━━━━━ Records supplied

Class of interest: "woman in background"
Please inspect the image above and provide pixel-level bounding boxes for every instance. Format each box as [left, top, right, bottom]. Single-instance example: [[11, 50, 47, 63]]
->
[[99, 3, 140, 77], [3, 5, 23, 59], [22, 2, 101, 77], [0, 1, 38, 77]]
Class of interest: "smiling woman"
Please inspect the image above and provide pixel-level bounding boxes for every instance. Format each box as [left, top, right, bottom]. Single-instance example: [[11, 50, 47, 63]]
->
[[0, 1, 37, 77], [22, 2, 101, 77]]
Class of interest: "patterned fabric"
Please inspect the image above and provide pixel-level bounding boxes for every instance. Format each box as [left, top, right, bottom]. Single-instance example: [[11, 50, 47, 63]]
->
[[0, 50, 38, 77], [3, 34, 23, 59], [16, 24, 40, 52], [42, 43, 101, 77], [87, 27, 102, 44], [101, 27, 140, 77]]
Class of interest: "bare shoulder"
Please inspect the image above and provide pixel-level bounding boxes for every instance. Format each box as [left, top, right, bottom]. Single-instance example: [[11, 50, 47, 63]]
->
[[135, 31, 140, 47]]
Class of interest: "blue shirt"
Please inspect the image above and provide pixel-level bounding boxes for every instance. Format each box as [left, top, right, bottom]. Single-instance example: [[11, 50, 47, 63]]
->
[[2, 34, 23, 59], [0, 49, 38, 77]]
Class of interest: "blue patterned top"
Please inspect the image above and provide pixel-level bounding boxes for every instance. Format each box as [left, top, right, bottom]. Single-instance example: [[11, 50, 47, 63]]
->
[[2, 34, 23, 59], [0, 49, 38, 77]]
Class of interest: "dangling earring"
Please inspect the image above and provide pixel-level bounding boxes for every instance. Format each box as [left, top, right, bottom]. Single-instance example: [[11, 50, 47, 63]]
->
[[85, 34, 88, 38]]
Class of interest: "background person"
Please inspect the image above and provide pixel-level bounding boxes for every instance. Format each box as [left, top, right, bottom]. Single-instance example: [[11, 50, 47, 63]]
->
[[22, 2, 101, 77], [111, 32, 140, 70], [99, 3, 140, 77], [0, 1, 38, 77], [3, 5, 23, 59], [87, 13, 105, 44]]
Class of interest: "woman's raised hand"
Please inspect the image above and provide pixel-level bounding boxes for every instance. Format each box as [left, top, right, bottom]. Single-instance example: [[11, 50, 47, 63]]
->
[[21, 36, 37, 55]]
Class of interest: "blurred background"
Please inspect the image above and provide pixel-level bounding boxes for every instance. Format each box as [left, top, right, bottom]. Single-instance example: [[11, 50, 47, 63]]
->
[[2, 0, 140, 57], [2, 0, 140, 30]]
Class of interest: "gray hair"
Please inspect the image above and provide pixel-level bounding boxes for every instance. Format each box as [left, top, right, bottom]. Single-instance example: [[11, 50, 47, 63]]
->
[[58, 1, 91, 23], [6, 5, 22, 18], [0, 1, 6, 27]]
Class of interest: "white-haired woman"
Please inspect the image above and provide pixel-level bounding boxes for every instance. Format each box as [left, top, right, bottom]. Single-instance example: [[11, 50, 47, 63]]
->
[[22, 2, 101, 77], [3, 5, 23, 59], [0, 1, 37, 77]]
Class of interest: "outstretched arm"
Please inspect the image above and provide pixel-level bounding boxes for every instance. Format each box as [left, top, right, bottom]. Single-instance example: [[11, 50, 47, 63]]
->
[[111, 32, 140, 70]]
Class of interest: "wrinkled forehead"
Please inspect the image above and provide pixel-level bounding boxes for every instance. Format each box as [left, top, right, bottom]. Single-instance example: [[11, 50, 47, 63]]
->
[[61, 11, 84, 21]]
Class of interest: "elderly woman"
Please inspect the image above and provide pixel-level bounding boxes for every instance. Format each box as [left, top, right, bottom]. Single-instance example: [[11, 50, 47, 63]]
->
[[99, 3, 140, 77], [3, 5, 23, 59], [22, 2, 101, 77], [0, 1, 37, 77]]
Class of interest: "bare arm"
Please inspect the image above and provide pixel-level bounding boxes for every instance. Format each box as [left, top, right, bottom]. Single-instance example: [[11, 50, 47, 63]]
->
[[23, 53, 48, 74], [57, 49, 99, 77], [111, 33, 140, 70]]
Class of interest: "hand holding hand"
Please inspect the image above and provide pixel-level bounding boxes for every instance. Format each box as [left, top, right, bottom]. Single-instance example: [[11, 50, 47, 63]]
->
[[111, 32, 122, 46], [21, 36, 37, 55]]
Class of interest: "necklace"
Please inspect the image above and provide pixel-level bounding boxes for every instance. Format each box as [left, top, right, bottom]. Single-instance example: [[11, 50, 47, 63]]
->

━━━━━━━━━━

● Do this
Copy out the lines from the first one up to and including the line containing "1, 38, 77]]", keeping the requests unchanged. Multiply every coordinate in the answers by 1.3 and round each result to a whole number, with halves rounded up.

● Written response
Class of interest: "woman in background"
Please inspect the image above and provide pixel-level bounding boxes for every instance. Format each box as [left, top, right, bottom]. Single-instance example: [[11, 50, 47, 63]]
->
[[129, 4, 182, 100], [4, 7, 30, 77], [29, 3, 131, 100], [0, 1, 49, 100]]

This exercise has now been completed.